### WHAT YOU NEED TO DO
Return, word for word, every line from the one containing "One point belongs on each instance of the sky." through the end of the entries, including both ends.

[Object pointing dataset entries]
____________________

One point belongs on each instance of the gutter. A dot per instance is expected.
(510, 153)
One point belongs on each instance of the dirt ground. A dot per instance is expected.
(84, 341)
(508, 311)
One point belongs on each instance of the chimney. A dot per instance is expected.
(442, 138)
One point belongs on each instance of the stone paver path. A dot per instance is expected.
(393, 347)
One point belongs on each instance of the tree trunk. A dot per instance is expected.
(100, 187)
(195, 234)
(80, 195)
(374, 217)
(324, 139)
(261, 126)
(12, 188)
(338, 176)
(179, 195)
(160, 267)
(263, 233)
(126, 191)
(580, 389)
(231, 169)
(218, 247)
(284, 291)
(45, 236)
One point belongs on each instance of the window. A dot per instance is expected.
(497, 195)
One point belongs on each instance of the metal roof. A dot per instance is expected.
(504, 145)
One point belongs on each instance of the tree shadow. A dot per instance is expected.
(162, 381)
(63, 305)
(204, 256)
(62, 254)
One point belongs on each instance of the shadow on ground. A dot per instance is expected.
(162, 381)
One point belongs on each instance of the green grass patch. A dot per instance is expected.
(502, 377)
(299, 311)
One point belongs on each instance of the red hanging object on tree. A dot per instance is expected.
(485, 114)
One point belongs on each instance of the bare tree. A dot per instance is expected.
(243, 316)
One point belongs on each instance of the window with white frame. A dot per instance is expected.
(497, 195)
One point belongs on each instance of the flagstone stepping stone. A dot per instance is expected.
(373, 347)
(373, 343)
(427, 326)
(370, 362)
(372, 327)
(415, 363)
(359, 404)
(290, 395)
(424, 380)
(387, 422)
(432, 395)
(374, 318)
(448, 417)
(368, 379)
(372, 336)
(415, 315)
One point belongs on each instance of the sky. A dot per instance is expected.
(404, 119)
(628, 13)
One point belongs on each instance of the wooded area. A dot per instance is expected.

____________________

### RESULT FOR THIS TASK
One point belongs on each instance of the sky. A dot per instance is expected.
(404, 119)
(628, 13)
One point belongs on each instance of the wooded area. A dot per instance is expected.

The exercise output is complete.